Problem details: Return the full listing exactly as it is written.

Excerpted data:
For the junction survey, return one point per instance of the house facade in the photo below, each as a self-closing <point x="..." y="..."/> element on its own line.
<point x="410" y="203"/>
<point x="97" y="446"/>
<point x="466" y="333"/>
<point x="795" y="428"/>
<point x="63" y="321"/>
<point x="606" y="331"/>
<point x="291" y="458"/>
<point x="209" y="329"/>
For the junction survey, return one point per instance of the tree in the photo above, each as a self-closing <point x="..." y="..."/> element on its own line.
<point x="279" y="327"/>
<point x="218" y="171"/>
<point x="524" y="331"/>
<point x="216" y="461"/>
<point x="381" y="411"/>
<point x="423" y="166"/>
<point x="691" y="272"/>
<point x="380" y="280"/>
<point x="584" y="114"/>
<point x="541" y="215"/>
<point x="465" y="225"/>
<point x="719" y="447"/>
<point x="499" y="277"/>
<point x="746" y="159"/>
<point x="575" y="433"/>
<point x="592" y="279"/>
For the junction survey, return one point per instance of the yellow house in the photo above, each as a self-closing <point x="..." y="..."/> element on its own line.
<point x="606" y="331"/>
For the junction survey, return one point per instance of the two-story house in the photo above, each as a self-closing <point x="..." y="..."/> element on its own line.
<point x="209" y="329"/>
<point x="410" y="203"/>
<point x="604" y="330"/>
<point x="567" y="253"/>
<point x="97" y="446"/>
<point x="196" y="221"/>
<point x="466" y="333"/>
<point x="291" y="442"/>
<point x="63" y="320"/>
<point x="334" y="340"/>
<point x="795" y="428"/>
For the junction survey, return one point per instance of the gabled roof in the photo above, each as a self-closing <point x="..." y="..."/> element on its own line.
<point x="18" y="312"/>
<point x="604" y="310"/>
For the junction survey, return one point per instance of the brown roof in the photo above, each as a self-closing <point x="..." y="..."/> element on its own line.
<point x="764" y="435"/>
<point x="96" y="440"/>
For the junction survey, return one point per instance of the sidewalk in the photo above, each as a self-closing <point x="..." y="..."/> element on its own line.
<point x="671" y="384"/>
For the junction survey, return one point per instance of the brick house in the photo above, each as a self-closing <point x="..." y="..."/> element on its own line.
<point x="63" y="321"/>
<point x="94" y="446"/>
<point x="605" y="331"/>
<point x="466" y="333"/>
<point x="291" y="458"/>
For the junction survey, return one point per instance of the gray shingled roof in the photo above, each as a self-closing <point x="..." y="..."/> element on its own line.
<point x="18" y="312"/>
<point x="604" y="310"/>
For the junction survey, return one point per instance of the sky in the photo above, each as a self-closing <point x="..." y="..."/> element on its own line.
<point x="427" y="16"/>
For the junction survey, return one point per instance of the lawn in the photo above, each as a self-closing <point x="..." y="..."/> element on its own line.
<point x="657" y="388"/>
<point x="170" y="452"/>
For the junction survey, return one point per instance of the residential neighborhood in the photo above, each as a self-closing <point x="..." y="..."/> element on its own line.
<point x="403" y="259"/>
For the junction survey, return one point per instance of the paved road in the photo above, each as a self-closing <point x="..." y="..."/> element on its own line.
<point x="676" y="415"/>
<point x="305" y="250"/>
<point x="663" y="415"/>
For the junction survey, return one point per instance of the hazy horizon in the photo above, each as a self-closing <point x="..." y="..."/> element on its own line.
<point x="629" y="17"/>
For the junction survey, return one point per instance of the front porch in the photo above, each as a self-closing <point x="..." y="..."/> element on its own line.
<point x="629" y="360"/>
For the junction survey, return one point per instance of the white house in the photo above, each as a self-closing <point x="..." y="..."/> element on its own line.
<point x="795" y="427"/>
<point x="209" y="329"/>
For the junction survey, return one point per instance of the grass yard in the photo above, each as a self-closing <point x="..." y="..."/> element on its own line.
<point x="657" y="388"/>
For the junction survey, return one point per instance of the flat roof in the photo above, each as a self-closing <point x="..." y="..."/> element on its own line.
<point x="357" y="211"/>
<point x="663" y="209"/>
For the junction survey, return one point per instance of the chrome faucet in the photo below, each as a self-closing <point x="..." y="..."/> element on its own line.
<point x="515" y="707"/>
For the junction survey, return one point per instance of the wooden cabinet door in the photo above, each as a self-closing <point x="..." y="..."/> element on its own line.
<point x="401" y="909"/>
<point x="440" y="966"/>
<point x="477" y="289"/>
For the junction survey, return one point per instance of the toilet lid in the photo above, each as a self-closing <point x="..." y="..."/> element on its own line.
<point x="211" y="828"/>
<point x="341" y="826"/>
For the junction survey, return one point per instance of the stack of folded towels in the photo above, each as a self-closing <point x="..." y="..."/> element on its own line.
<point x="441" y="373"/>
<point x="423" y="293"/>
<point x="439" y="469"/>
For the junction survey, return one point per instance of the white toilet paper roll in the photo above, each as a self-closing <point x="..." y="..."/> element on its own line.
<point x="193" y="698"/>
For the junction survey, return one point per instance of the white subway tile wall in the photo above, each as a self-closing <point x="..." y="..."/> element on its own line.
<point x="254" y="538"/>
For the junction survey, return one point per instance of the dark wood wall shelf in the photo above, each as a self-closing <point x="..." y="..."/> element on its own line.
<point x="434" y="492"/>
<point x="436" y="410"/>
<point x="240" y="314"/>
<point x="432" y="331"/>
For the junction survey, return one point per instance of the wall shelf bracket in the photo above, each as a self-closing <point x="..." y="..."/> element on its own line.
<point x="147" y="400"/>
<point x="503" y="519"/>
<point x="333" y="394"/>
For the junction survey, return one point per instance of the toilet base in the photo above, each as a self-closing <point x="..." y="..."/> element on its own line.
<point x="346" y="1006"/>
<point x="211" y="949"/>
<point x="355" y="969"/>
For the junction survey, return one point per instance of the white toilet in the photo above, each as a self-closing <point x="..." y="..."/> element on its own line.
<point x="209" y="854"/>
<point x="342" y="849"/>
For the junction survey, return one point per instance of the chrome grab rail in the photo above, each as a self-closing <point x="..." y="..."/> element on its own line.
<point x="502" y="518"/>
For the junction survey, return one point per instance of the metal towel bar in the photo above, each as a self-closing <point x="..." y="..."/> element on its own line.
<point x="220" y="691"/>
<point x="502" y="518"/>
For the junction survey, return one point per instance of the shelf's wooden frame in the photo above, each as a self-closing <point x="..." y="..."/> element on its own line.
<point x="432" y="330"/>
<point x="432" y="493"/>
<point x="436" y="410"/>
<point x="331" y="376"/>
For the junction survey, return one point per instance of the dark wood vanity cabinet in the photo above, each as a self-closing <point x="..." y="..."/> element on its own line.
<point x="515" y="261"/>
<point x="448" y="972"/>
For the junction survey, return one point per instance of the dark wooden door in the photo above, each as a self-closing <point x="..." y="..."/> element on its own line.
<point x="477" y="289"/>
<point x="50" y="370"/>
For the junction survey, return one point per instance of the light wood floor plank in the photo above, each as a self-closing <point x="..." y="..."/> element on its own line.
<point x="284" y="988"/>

Response for this exercise:
For the junction survey, return one point per instance of the house facade in the photo below, each as a self-closing <point x="..." y="..."/> element on its own line.
<point x="410" y="203"/>
<point x="97" y="446"/>
<point x="466" y="333"/>
<point x="795" y="428"/>
<point x="63" y="321"/>
<point x="606" y="331"/>
<point x="291" y="458"/>
<point x="209" y="329"/>
For the junction survey, return one point per instance of the tree in the photo above, each as a self-closing <point x="..." y="..."/> element on its own line.
<point x="279" y="327"/>
<point x="218" y="171"/>
<point x="524" y="331"/>
<point x="216" y="461"/>
<point x="381" y="411"/>
<point x="423" y="166"/>
<point x="691" y="272"/>
<point x="380" y="280"/>
<point x="584" y="114"/>
<point x="541" y="215"/>
<point x="465" y="225"/>
<point x="719" y="447"/>
<point x="499" y="277"/>
<point x="746" y="159"/>
<point x="575" y="433"/>
<point x="592" y="279"/>
For the junction survey, return one point per instance of the yellow house in the photo above, each as a self-closing <point x="..." y="..."/> element on its own line.
<point x="606" y="331"/>
For the junction survey, return one point per instance of the two-story house in the photo above, each as a self-closing <point x="..." y="..."/> element on its own line.
<point x="209" y="329"/>
<point x="410" y="203"/>
<point x="604" y="330"/>
<point x="567" y="253"/>
<point x="97" y="446"/>
<point x="196" y="221"/>
<point x="466" y="333"/>
<point x="291" y="442"/>
<point x="63" y="320"/>
<point x="334" y="340"/>
<point x="795" y="428"/>
For the junction survey, return one point per instance of the gabled roof in the photo above, each as a self-closing <point x="..." y="..."/> element on its own line.
<point x="18" y="312"/>
<point x="604" y="310"/>
For the junction survey, return one point per instance of the brown roof in the photo above, each as a self-closing <point x="..." y="..."/> element on its own line.
<point x="764" y="435"/>
<point x="96" y="440"/>
For the junction survey, return one point per instance of the sidewalk in the photo above, each as a self-closing <point x="..." y="..."/> element on its own line.
<point x="671" y="384"/>
For the junction survey, return one point per instance of the brick house in the photo above, each as a self-closing <point x="..." y="..."/> element on its own line.
<point x="63" y="321"/>
<point x="94" y="446"/>
<point x="605" y="331"/>
<point x="466" y="333"/>
<point x="291" y="458"/>
For the junction survey, return one point per instance of the gray shingled roof in the photo above, each as a self-closing <point x="..." y="..."/> element on its own line.
<point x="18" y="312"/>
<point x="604" y="310"/>
For the junction survey, return one point per instance of the sky in the photo above, each as a self-closing <point x="..." y="..."/> element on its own line.
<point x="427" y="16"/>
For the junction survey, return one point per instance of the lawn in the photo above, each as a self-closing <point x="..." y="..."/> element on its own line.
<point x="657" y="388"/>
<point x="170" y="452"/>
For the junction survey, return one point per instance of the residential neighborhood in the photo above, each as a self-closing <point x="..." y="..."/> element on its own line.
<point x="403" y="259"/>
For the junction survey, return one point per instance of the paved road in the photo above, each as a self-closing <point x="..." y="..."/> element on its own line.
<point x="676" y="415"/>
<point x="305" y="250"/>
<point x="663" y="415"/>
For the junction survey, return one point per instance of the hazy horizon in the photo above, each as a self-closing <point x="..." y="..."/> element on its own line.
<point x="629" y="17"/>
For the junction survey, return one point per instance of the front porch in the photo above, each as a self-closing <point x="..." y="..."/> element on its own line.
<point x="629" y="360"/>
For the junction survey, return one point per instance of the white house in the photo above, each as a self-closing <point x="..." y="..."/> element on its own line.
<point x="795" y="427"/>
<point x="209" y="329"/>
For the junction survey, return one point per instance of the grass yard in the photo above, each as a self-closing <point x="..." y="..."/> element on its own line.
<point x="657" y="388"/>
For the junction survey, return one point per instance of the flat roof in the photo above, each as a self-closing <point x="..." y="..."/> element on its own line.
<point x="357" y="211"/>
<point x="663" y="209"/>
For the junction survey, return one point per instance of the chrome faucet in the photo below, each as a self-closing <point x="..." y="..."/> element on its own line.
<point x="515" y="707"/>
For the junction survey, return one point per instance of the wooden cabinet door in the photo above, each as a self-closing <point x="..." y="..."/> element on its own line.
<point x="401" y="909"/>
<point x="440" y="966"/>
<point x="477" y="289"/>
For the junction survey, return one point per instance of the toilet lid in the photo above, each as a self-closing <point x="..." y="..."/> element on its own line.
<point x="211" y="828"/>
<point x="341" y="826"/>
For the junction survey, return one point per instance of the stack of folded towels in the photo above, each as a self-closing <point x="..." y="..."/> element on its own line.
<point x="441" y="373"/>
<point x="423" y="293"/>
<point x="439" y="469"/>
For the junction survey, return one point per instance of the white toilet paper roll in the photo above, each as a self-closing <point x="..." y="..."/> element on its own line.
<point x="193" y="698"/>
For the junction survey, return one point per instance of the white subway tile wall in the photo above, each as a self-closing <point x="..." y="..."/> element on its own line.
<point x="254" y="538"/>
For the junction survey, return one point per instance of the dark wood wall shelf in the photo above, each as a self-closing <point x="..." y="..."/> element on its own line.
<point x="434" y="492"/>
<point x="436" y="410"/>
<point x="240" y="314"/>
<point x="432" y="331"/>
For the junction survey, return one point per instance of the wall shelf bracket in the photo above, each as a self-closing <point x="..." y="..."/> element on its own line.
<point x="147" y="400"/>
<point x="503" y="519"/>
<point x="333" y="394"/>
For the junction survey, return one point per instance of the toilet base in the photo above, each as a self-closing <point x="..." y="..."/> element on its own line.
<point x="346" y="1006"/>
<point x="211" y="949"/>
<point x="355" y="969"/>
For the junction survey, return one point per instance of the white toilet in the photo above, each as a self-closing <point x="..." y="..."/> element on its own line.
<point x="209" y="854"/>
<point x="342" y="849"/>
For the junction survey, return one point per instance of the chrome grab rail in the photo above, each as a self-closing <point x="..." y="..."/> element on its own line.
<point x="502" y="518"/>
For the junction survey, return one point per instance of the metal towel bar in the photo above, each as a self-closing <point x="..." y="..."/> element on its own line.
<point x="220" y="691"/>
<point x="502" y="518"/>
For the junction survey, return one point per instance of the shelf's wooden frame in the photo above, each as a self-closing <point x="..." y="..."/> element on its own line.
<point x="432" y="330"/>
<point x="432" y="493"/>
<point x="436" y="410"/>
<point x="331" y="376"/>
For the junction survey, return one point per instance of the dark wood vanity cabinet in the photo above, each as a self-closing <point x="..." y="..."/> element on its own line.
<point x="515" y="261"/>
<point x="448" y="972"/>
For the junction survey, return one point per instance of the dark wooden door in the photo above, each as a self-closing <point x="..." y="..."/> element on its own line.
<point x="477" y="289"/>
<point x="50" y="370"/>
For the junction survey, return one point per instance of the light wood floor plank in the photo above, each as a self-closing <point x="..." y="..."/> element on its own line.
<point x="284" y="988"/>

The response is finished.